■ **Source document**
Simeon and Anna Praise the infant Jesus by Arent de Gelder (1645 – 1727)
Prayers of Approach
As Mary and Joseph
went on a pilgrimage of faith to Jerusalem,
so we, too, come on a pilgrimage of faith
Meet us, O God, as we gather, spiritually in many different places,
and open our eyes
to see the eternal truths all around us,
calling us into love and more love
and things that are everlasting.
Let us all, young and old,
be like Anna and Simeon –
nurtured in the place of prayer,
and looking to the world for the signs of God’s presence.
Held together by this beloved truth,
we turn together to worship
the one who calls us all
in prayer and practice
towards the works of love.
There are some among us who are young,
and others among us who feel young,
some among us who can’t wait to grow up,
and others among us who can’t believe they did.
But we come with all we have and we approach you, who welcomes all,
knowing that you sustain us
at all ages, and in all ages.
All of us, all ages, are gifts to each other.
We honour you, God, and each other.

■ **Actions to take**
A. According to the prayers of approach, who went on a pilgrimage of faith to Jerusalem?
B. Collect every line of the entries that contains the string "Target", matching case exactly.

Boundary annotation records
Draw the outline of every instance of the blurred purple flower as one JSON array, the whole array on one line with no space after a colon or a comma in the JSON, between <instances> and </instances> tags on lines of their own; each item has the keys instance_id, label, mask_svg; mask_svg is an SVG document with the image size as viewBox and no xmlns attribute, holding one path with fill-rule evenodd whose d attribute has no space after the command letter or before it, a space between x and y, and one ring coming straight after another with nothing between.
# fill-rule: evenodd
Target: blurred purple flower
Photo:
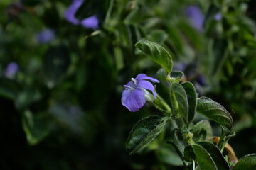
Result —
<instances>
[{"instance_id":1,"label":"blurred purple flower","mask_svg":"<svg viewBox=\"0 0 256 170\"><path fill-rule=\"evenodd\" d=\"M16 62L10 62L6 69L4 70L4 74L5 76L13 79L18 69L18 65Z\"/></svg>"},{"instance_id":2,"label":"blurred purple flower","mask_svg":"<svg viewBox=\"0 0 256 170\"><path fill-rule=\"evenodd\" d=\"M35 35L36 40L40 43L48 43L55 37L55 33L51 29L45 29L38 32Z\"/></svg>"},{"instance_id":3,"label":"blurred purple flower","mask_svg":"<svg viewBox=\"0 0 256 170\"><path fill-rule=\"evenodd\" d=\"M125 89L122 94L121 102L132 112L139 110L145 104L146 99L149 97L149 92L146 89L151 91L154 99L156 98L153 84L145 79L151 80L153 83L159 83L156 79L139 74L135 79L132 78L127 85L124 85Z\"/></svg>"},{"instance_id":4,"label":"blurred purple flower","mask_svg":"<svg viewBox=\"0 0 256 170\"><path fill-rule=\"evenodd\" d=\"M186 8L186 14L194 28L200 31L203 30L204 16L201 10L196 6L190 6Z\"/></svg>"},{"instance_id":5,"label":"blurred purple flower","mask_svg":"<svg viewBox=\"0 0 256 170\"><path fill-rule=\"evenodd\" d=\"M80 23L78 19L75 18L75 13L82 5L83 0L73 0L71 5L66 9L64 18L70 23L78 25Z\"/></svg>"},{"instance_id":6,"label":"blurred purple flower","mask_svg":"<svg viewBox=\"0 0 256 170\"><path fill-rule=\"evenodd\" d=\"M216 15L215 15L214 18L215 21L220 21L222 18L222 15L220 13L218 13Z\"/></svg>"},{"instance_id":7,"label":"blurred purple flower","mask_svg":"<svg viewBox=\"0 0 256 170\"><path fill-rule=\"evenodd\" d=\"M81 21L82 26L90 29L97 29L99 28L99 21L95 15L90 16Z\"/></svg>"}]
</instances>

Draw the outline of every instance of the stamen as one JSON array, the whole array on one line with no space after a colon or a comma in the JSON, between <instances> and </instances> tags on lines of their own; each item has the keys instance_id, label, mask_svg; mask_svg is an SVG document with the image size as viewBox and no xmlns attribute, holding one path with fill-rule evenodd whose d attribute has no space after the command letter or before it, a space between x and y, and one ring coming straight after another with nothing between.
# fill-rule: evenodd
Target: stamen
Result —
<instances>
[{"instance_id":1,"label":"stamen","mask_svg":"<svg viewBox=\"0 0 256 170\"><path fill-rule=\"evenodd\" d=\"M134 79L133 77L132 77L131 80L132 81L132 82L133 82L135 85L137 85L137 81L136 81L136 79Z\"/></svg>"},{"instance_id":2,"label":"stamen","mask_svg":"<svg viewBox=\"0 0 256 170\"><path fill-rule=\"evenodd\" d=\"M125 87L125 90L129 91L132 91L134 90L135 90L134 88L129 86L127 85L124 85L124 87Z\"/></svg>"}]
</instances>

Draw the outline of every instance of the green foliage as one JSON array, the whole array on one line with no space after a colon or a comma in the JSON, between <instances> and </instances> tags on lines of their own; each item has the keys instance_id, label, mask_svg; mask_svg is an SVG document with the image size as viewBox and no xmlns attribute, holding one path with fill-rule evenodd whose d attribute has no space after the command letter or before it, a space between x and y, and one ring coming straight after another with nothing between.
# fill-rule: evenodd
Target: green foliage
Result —
<instances>
[{"instance_id":1,"label":"green foliage","mask_svg":"<svg viewBox=\"0 0 256 170\"><path fill-rule=\"evenodd\" d=\"M233 127L233 120L228 111L209 98L201 97L198 99L196 111L229 129Z\"/></svg>"},{"instance_id":2,"label":"green foliage","mask_svg":"<svg viewBox=\"0 0 256 170\"><path fill-rule=\"evenodd\" d=\"M177 118L183 116L186 124L188 124L188 106L184 89L180 84L173 83L171 86L170 95L174 115Z\"/></svg>"},{"instance_id":3,"label":"green foliage","mask_svg":"<svg viewBox=\"0 0 256 170\"><path fill-rule=\"evenodd\" d=\"M245 155L240 159L235 164L233 170L253 170L256 168L256 154L251 154Z\"/></svg>"},{"instance_id":4,"label":"green foliage","mask_svg":"<svg viewBox=\"0 0 256 170\"><path fill-rule=\"evenodd\" d=\"M193 127L193 133L194 141L206 140L213 136L213 130L210 123L203 120Z\"/></svg>"},{"instance_id":5,"label":"green foliage","mask_svg":"<svg viewBox=\"0 0 256 170\"><path fill-rule=\"evenodd\" d=\"M233 132L238 137L229 144L238 157L255 151L255 1L81 1L74 17L95 15L97 29L65 18L72 1L0 1L1 169L203 170L192 146L210 158L214 149L197 142L219 136L223 152ZM54 38L40 42L45 29ZM18 69L8 76L11 62ZM156 100L134 113L117 104L122 84L140 72L154 77L156 70ZM151 115L159 117L148 127L151 137L139 140L144 149L129 157L124 145L132 123ZM234 128L220 133L221 125ZM230 169L255 169L252 155L228 162ZM218 160L206 161L220 168Z\"/></svg>"},{"instance_id":6,"label":"green foliage","mask_svg":"<svg viewBox=\"0 0 256 170\"><path fill-rule=\"evenodd\" d=\"M184 73L181 71L174 71L169 76L170 79L174 79L176 82L178 83L184 76Z\"/></svg>"},{"instance_id":7,"label":"green foliage","mask_svg":"<svg viewBox=\"0 0 256 170\"><path fill-rule=\"evenodd\" d=\"M149 116L139 120L131 130L126 143L129 154L134 154L152 141L164 129L168 118Z\"/></svg>"},{"instance_id":8,"label":"green foliage","mask_svg":"<svg viewBox=\"0 0 256 170\"><path fill-rule=\"evenodd\" d=\"M166 74L171 72L173 67L171 55L161 45L147 40L142 40L135 47L142 50L153 61L158 63L166 72Z\"/></svg>"},{"instance_id":9,"label":"green foliage","mask_svg":"<svg viewBox=\"0 0 256 170\"><path fill-rule=\"evenodd\" d=\"M192 122L196 110L196 89L191 82L185 82L181 84L181 86L186 91L188 102L188 121Z\"/></svg>"}]
</instances>

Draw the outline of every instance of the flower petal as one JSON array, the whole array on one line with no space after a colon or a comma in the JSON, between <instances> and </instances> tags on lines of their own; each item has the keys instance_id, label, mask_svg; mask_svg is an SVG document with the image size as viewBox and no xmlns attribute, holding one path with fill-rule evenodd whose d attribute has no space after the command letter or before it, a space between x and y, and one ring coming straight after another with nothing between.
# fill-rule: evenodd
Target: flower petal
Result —
<instances>
[{"instance_id":1,"label":"flower petal","mask_svg":"<svg viewBox=\"0 0 256 170\"><path fill-rule=\"evenodd\" d=\"M68 6L64 13L64 18L70 23L78 25L80 21L75 18L75 13L80 7L83 2L83 0L73 0L71 5Z\"/></svg>"},{"instance_id":2,"label":"flower petal","mask_svg":"<svg viewBox=\"0 0 256 170\"><path fill-rule=\"evenodd\" d=\"M140 79L140 78L142 76L146 76L146 75L144 73L139 74L135 78L136 81L138 81L139 79Z\"/></svg>"},{"instance_id":3,"label":"flower petal","mask_svg":"<svg viewBox=\"0 0 256 170\"><path fill-rule=\"evenodd\" d=\"M140 74L139 74L139 75L140 75ZM158 81L157 79L154 79L154 78L150 77L150 76L148 76L146 74L144 74L144 76L139 76L139 77L138 78L139 75L135 79L136 81L137 81L137 84L139 84L139 81L143 80L143 79L151 80L151 81L152 81L153 83L159 83L159 81Z\"/></svg>"},{"instance_id":4,"label":"flower petal","mask_svg":"<svg viewBox=\"0 0 256 170\"><path fill-rule=\"evenodd\" d=\"M149 81L146 80L142 80L139 82L138 87L142 87L146 89L150 90L151 91L152 91L155 99L156 99L156 93L154 91L154 88L153 84Z\"/></svg>"},{"instance_id":5,"label":"flower petal","mask_svg":"<svg viewBox=\"0 0 256 170\"><path fill-rule=\"evenodd\" d=\"M139 89L137 89L132 92L124 90L122 93L122 104L132 112L139 110L145 103L145 97Z\"/></svg>"},{"instance_id":6,"label":"flower petal","mask_svg":"<svg viewBox=\"0 0 256 170\"><path fill-rule=\"evenodd\" d=\"M99 20L97 19L97 16L94 15L83 19L81 21L81 24L87 28L97 29L99 28Z\"/></svg>"},{"instance_id":7,"label":"flower petal","mask_svg":"<svg viewBox=\"0 0 256 170\"><path fill-rule=\"evenodd\" d=\"M124 89L122 94L122 97L121 97L121 103L123 106L125 106L125 104L124 104L124 101L126 101L126 99L127 98L127 97L129 96L130 96L132 94L132 91L129 91L129 90L127 90L127 89Z\"/></svg>"}]
</instances>

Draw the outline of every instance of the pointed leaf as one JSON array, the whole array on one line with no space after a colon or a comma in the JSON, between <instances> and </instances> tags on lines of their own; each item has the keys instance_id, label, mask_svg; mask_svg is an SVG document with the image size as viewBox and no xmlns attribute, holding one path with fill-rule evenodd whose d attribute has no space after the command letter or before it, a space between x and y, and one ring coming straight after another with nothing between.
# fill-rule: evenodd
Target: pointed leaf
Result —
<instances>
[{"instance_id":1,"label":"pointed leaf","mask_svg":"<svg viewBox=\"0 0 256 170\"><path fill-rule=\"evenodd\" d=\"M170 73L173 67L171 55L161 45L146 40L141 40L135 47L142 50L153 61L160 64L166 70L166 73Z\"/></svg>"},{"instance_id":2,"label":"pointed leaf","mask_svg":"<svg viewBox=\"0 0 256 170\"><path fill-rule=\"evenodd\" d=\"M168 75L168 79L170 79L171 81L174 79L175 82L178 83L183 76L184 73L181 71L173 71Z\"/></svg>"},{"instance_id":3,"label":"pointed leaf","mask_svg":"<svg viewBox=\"0 0 256 170\"><path fill-rule=\"evenodd\" d=\"M247 154L239 159L232 170L256 169L256 154Z\"/></svg>"},{"instance_id":4,"label":"pointed leaf","mask_svg":"<svg viewBox=\"0 0 256 170\"><path fill-rule=\"evenodd\" d=\"M197 144L203 147L210 155L214 161L218 170L229 170L229 166L219 149L213 143L208 141L196 142Z\"/></svg>"},{"instance_id":5,"label":"pointed leaf","mask_svg":"<svg viewBox=\"0 0 256 170\"><path fill-rule=\"evenodd\" d=\"M201 169L218 170L210 154L203 147L198 144L193 144L192 147Z\"/></svg>"},{"instance_id":6,"label":"pointed leaf","mask_svg":"<svg viewBox=\"0 0 256 170\"><path fill-rule=\"evenodd\" d=\"M172 71L170 73L170 77L172 79L176 79L178 77L180 79L182 79L184 73L181 71Z\"/></svg>"},{"instance_id":7,"label":"pointed leaf","mask_svg":"<svg viewBox=\"0 0 256 170\"><path fill-rule=\"evenodd\" d=\"M174 108L174 115L181 114L186 123L188 124L188 103L186 91L178 83L172 84L171 89L171 104Z\"/></svg>"},{"instance_id":8,"label":"pointed leaf","mask_svg":"<svg viewBox=\"0 0 256 170\"><path fill-rule=\"evenodd\" d=\"M183 83L181 84L181 85L184 88L188 97L188 122L192 122L196 114L197 103L196 89L193 86L193 84L188 81Z\"/></svg>"},{"instance_id":9,"label":"pointed leaf","mask_svg":"<svg viewBox=\"0 0 256 170\"><path fill-rule=\"evenodd\" d=\"M158 79L166 81L166 73L164 68L161 68L156 72L156 76Z\"/></svg>"},{"instance_id":10,"label":"pointed leaf","mask_svg":"<svg viewBox=\"0 0 256 170\"><path fill-rule=\"evenodd\" d=\"M152 141L164 129L168 118L151 115L139 120L131 130L126 143L129 154L134 154Z\"/></svg>"},{"instance_id":11,"label":"pointed leaf","mask_svg":"<svg viewBox=\"0 0 256 170\"><path fill-rule=\"evenodd\" d=\"M229 129L233 127L233 120L228 111L209 98L198 98L196 111Z\"/></svg>"},{"instance_id":12,"label":"pointed leaf","mask_svg":"<svg viewBox=\"0 0 256 170\"><path fill-rule=\"evenodd\" d=\"M205 130L201 131L202 130ZM205 139L203 139L203 137L202 136L204 135L204 134L203 134L204 133L204 132L206 132L206 136L205 137ZM210 123L206 120L203 120L196 123L193 126L193 132L194 134L193 137L193 140L194 141L205 140L213 136L212 128L210 126Z\"/></svg>"}]
</instances>

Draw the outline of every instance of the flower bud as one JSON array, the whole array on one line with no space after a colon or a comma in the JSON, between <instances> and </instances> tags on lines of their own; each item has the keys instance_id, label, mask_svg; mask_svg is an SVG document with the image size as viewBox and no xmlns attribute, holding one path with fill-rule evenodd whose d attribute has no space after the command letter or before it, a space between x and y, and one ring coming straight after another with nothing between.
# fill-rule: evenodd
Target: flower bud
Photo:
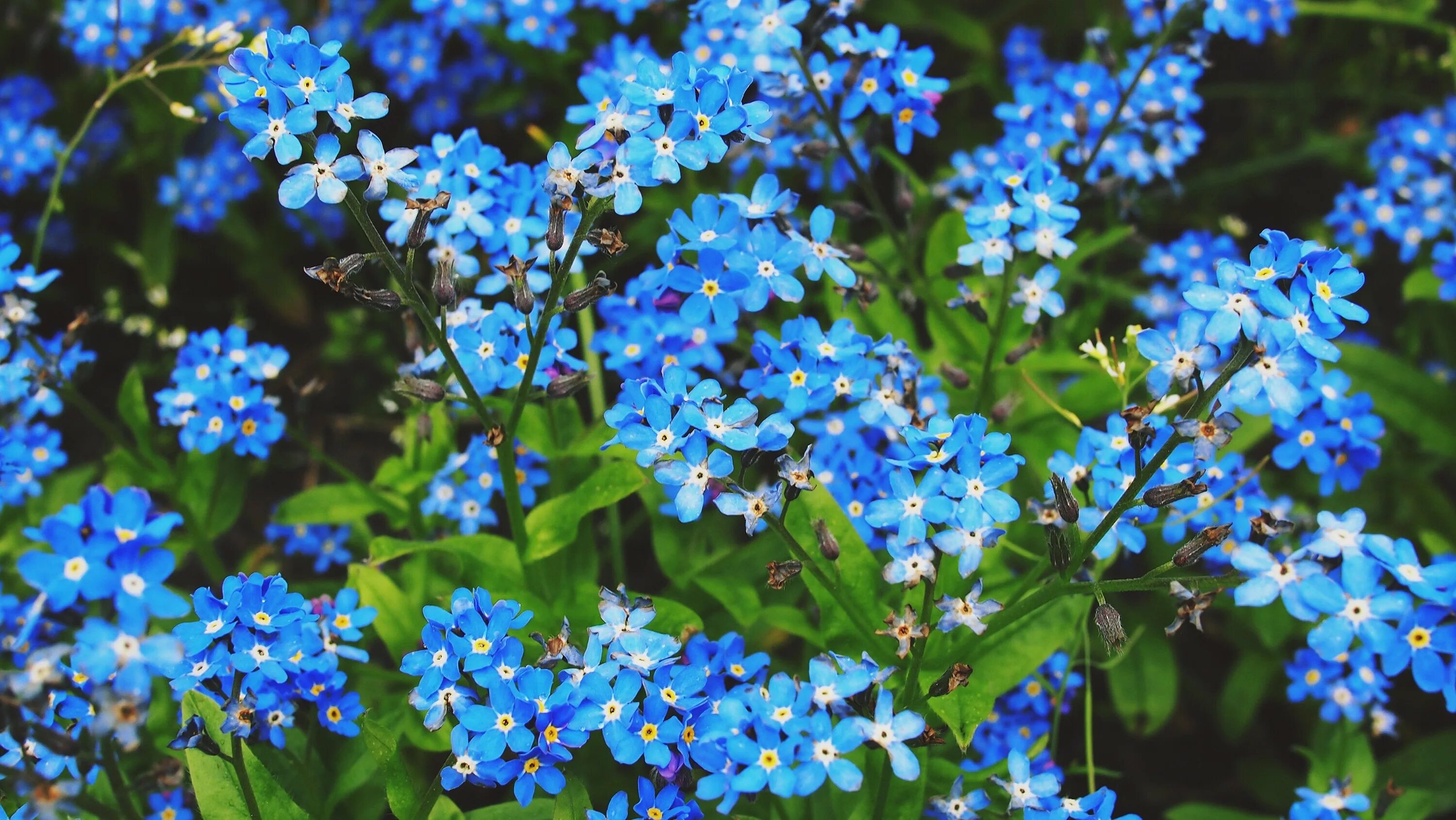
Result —
<instances>
[{"instance_id":1,"label":"flower bud","mask_svg":"<svg viewBox=\"0 0 1456 820\"><path fill-rule=\"evenodd\" d=\"M1066 572L1067 567L1072 567L1072 545L1067 542L1067 533L1056 524L1048 524L1042 530L1047 533L1047 558L1051 561L1051 568L1057 572Z\"/></svg>"},{"instance_id":2,"label":"flower bud","mask_svg":"<svg viewBox=\"0 0 1456 820\"><path fill-rule=\"evenodd\" d=\"M1233 524L1219 524L1216 527L1204 527L1198 535L1188 539L1188 543L1178 548L1174 553L1174 567L1187 567L1198 559L1210 548L1223 543L1223 539L1229 537L1233 532Z\"/></svg>"},{"instance_id":3,"label":"flower bud","mask_svg":"<svg viewBox=\"0 0 1456 820\"><path fill-rule=\"evenodd\" d=\"M1082 508L1077 505L1076 497L1072 495L1067 479L1059 473L1051 473L1051 495L1057 500L1057 514L1061 516L1061 520L1070 524L1077 523L1077 519L1082 517Z\"/></svg>"},{"instance_id":4,"label":"flower bud","mask_svg":"<svg viewBox=\"0 0 1456 820\"><path fill-rule=\"evenodd\" d=\"M454 307L454 262L440 259L435 262L435 281L430 285L435 294L435 303L441 307Z\"/></svg>"},{"instance_id":5,"label":"flower bud","mask_svg":"<svg viewBox=\"0 0 1456 820\"><path fill-rule=\"evenodd\" d=\"M597 278L591 280L591 284L588 284L584 288L578 288L568 293L566 297L561 300L561 306L569 310L571 313L577 313L579 310L591 307L603 296L610 296L616 293L616 290L617 290L617 283L609 280L607 277L598 272Z\"/></svg>"},{"instance_id":6,"label":"flower bud","mask_svg":"<svg viewBox=\"0 0 1456 820\"><path fill-rule=\"evenodd\" d=\"M942 698L955 692L965 685L971 677L971 667L964 663L952 663L949 669L941 673L941 677L935 679L930 685L930 690L926 692L929 698Z\"/></svg>"},{"instance_id":7,"label":"flower bud","mask_svg":"<svg viewBox=\"0 0 1456 820\"><path fill-rule=\"evenodd\" d=\"M834 537L834 533L828 532L828 521L814 519L814 537L820 542L820 555L830 561L839 559L839 539Z\"/></svg>"},{"instance_id":8,"label":"flower bud","mask_svg":"<svg viewBox=\"0 0 1456 820\"><path fill-rule=\"evenodd\" d=\"M804 565L798 561L770 561L766 568L769 569L770 590L782 590L783 584L804 571Z\"/></svg>"},{"instance_id":9,"label":"flower bud","mask_svg":"<svg viewBox=\"0 0 1456 820\"><path fill-rule=\"evenodd\" d=\"M628 243L622 242L622 232L614 227L598 227L590 232L587 242L607 256L617 256L628 249Z\"/></svg>"},{"instance_id":10,"label":"flower bud","mask_svg":"<svg viewBox=\"0 0 1456 820\"><path fill-rule=\"evenodd\" d=\"M438 402L446 398L446 389L438 382L416 379L414 376L402 376L395 383L395 392L414 396L422 402Z\"/></svg>"},{"instance_id":11,"label":"flower bud","mask_svg":"<svg viewBox=\"0 0 1456 820\"><path fill-rule=\"evenodd\" d=\"M561 251L566 245L566 198L552 197L546 216L546 248Z\"/></svg>"},{"instance_id":12,"label":"flower bud","mask_svg":"<svg viewBox=\"0 0 1456 820\"><path fill-rule=\"evenodd\" d=\"M1153 486L1147 489L1147 492L1143 492L1143 504L1155 508L1166 507L1174 501L1182 501L1184 498L1192 498L1194 495L1208 492L1208 485L1198 481L1200 476L1203 476L1203 470L1198 470L1194 475L1174 484Z\"/></svg>"},{"instance_id":13,"label":"flower bud","mask_svg":"<svg viewBox=\"0 0 1456 820\"><path fill-rule=\"evenodd\" d=\"M415 211L415 221L409 223L409 236L405 237L405 245L409 248L419 248L425 243L425 234L430 232L430 214L438 208L450 207L450 192L441 191L428 200L405 200L405 211Z\"/></svg>"},{"instance_id":14,"label":"flower bud","mask_svg":"<svg viewBox=\"0 0 1456 820\"><path fill-rule=\"evenodd\" d=\"M971 377L949 361L941 363L941 376L957 390L964 390L971 386Z\"/></svg>"},{"instance_id":15,"label":"flower bud","mask_svg":"<svg viewBox=\"0 0 1456 820\"><path fill-rule=\"evenodd\" d=\"M590 380L591 371L588 370L563 373L546 383L546 395L552 399L563 399L587 386Z\"/></svg>"},{"instance_id":16,"label":"flower bud","mask_svg":"<svg viewBox=\"0 0 1456 820\"><path fill-rule=\"evenodd\" d=\"M1102 635L1107 654L1115 655L1121 653L1127 644L1127 632L1123 631L1123 616L1112 609L1112 604L1099 603L1092 613L1092 622L1096 623L1096 631Z\"/></svg>"}]
</instances>

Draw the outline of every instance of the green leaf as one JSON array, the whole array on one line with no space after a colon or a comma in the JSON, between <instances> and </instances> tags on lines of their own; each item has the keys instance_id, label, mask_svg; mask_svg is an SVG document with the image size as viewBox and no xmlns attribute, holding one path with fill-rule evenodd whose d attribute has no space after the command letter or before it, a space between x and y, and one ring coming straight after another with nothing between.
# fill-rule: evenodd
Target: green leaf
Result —
<instances>
[{"instance_id":1,"label":"green leaf","mask_svg":"<svg viewBox=\"0 0 1456 820\"><path fill-rule=\"evenodd\" d=\"M1268 814L1224 808L1211 803L1181 803L1169 808L1163 817L1166 820L1274 820Z\"/></svg>"},{"instance_id":2,"label":"green leaf","mask_svg":"<svg viewBox=\"0 0 1456 820\"><path fill-rule=\"evenodd\" d=\"M1066 644L1085 612L1083 600L1057 599L984 641L973 638L970 645L958 641L960 650L952 648L949 657L927 664L919 683L925 687L951 663L971 664L971 677L961 687L930 699L930 708L951 727L962 750L971 743L976 727L990 714L996 698L1037 671L1051 653Z\"/></svg>"},{"instance_id":3,"label":"green leaf","mask_svg":"<svg viewBox=\"0 0 1456 820\"><path fill-rule=\"evenodd\" d=\"M820 519L824 519L824 523L828 524L828 532L839 542L839 559L836 561L828 561L820 555L818 539L814 535L814 521ZM855 524L849 521L844 510L828 494L828 489L815 486L810 492L799 494L783 526L808 551L810 561L818 565L830 578L837 578L844 596L853 602L853 606L865 616L865 620L871 626L884 618L884 613L890 612L890 604L879 600L879 593L887 588L879 575L879 561L865 546L865 540L855 532ZM820 632L823 632L824 641L830 648L846 653L852 651L856 655L868 648L871 654L888 663L888 639L875 638L874 632L863 635L833 593L820 584L818 578L807 568L799 578L804 578L810 594L818 603Z\"/></svg>"},{"instance_id":4,"label":"green leaf","mask_svg":"<svg viewBox=\"0 0 1456 820\"><path fill-rule=\"evenodd\" d=\"M1134 734L1155 734L1178 702L1178 664L1168 638L1144 635L1107 671L1112 706Z\"/></svg>"},{"instance_id":5,"label":"green leaf","mask_svg":"<svg viewBox=\"0 0 1456 820\"><path fill-rule=\"evenodd\" d=\"M1223 737L1230 741L1243 737L1278 671L1278 663L1264 653L1246 651L1239 657L1219 692L1219 727Z\"/></svg>"},{"instance_id":6,"label":"green leaf","mask_svg":"<svg viewBox=\"0 0 1456 820\"><path fill-rule=\"evenodd\" d=\"M1446 422L1450 408L1456 406L1456 390L1383 350L1358 344L1340 345L1340 350L1342 355L1335 367L1350 376L1353 392L1370 392L1377 415L1415 438L1421 450L1456 459L1456 430Z\"/></svg>"},{"instance_id":7,"label":"green leaf","mask_svg":"<svg viewBox=\"0 0 1456 820\"><path fill-rule=\"evenodd\" d=\"M434 817L432 807L440 797L435 772L415 772L399 747L399 736L370 715L360 718L360 734L364 736L364 744L384 772L384 798L395 817L399 820Z\"/></svg>"},{"instance_id":8,"label":"green leaf","mask_svg":"<svg viewBox=\"0 0 1456 820\"><path fill-rule=\"evenodd\" d=\"M646 484L646 473L632 462L607 462L575 489L537 504L526 516L530 539L523 559L527 564L556 555L577 540L581 520L593 510L616 504Z\"/></svg>"},{"instance_id":9,"label":"green leaf","mask_svg":"<svg viewBox=\"0 0 1456 820\"><path fill-rule=\"evenodd\" d=\"M419 644L419 607L409 603L389 575L374 567L349 564L349 586L360 591L361 604L379 610L374 631L396 661Z\"/></svg>"},{"instance_id":10,"label":"green leaf","mask_svg":"<svg viewBox=\"0 0 1456 820\"><path fill-rule=\"evenodd\" d=\"M223 709L213 699L199 692L188 692L182 698L182 718L188 720L192 715L201 715L208 736L232 753L232 737L221 730ZM262 816L269 820L307 820L309 814L278 785L253 750L243 744L242 752L248 781ZM197 807L208 820L249 820L243 789L237 785L237 772L230 763L198 749L188 749L186 765Z\"/></svg>"},{"instance_id":11,"label":"green leaf","mask_svg":"<svg viewBox=\"0 0 1456 820\"><path fill-rule=\"evenodd\" d=\"M513 800L510 803L476 808L475 811L467 811L464 820L553 820L555 814L556 801L537 797L526 807Z\"/></svg>"},{"instance_id":12,"label":"green leaf","mask_svg":"<svg viewBox=\"0 0 1456 820\"><path fill-rule=\"evenodd\" d=\"M440 540L405 540L380 536L368 542L368 555L374 562L390 561L416 552L444 552L454 555L475 572L475 578L491 580L492 594L501 596L526 588L526 574L515 553L515 543L501 536L478 533L473 536L450 536Z\"/></svg>"},{"instance_id":13,"label":"green leaf","mask_svg":"<svg viewBox=\"0 0 1456 820\"><path fill-rule=\"evenodd\" d=\"M379 494L360 484L320 484L285 498L274 513L280 524L348 524L389 513Z\"/></svg>"},{"instance_id":14,"label":"green leaf","mask_svg":"<svg viewBox=\"0 0 1456 820\"><path fill-rule=\"evenodd\" d=\"M581 785L577 778L566 778L566 788L556 795L552 820L578 820L585 817L590 810L591 795L587 794L587 787Z\"/></svg>"}]
</instances>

■ **Response list**
A. Mary and Joseph

B.
Target: blurred purple flower
Target: stamen
Target: green foliage
Target: flower petal
Target: pointed leaf
Target: flower bud
Target: green leaf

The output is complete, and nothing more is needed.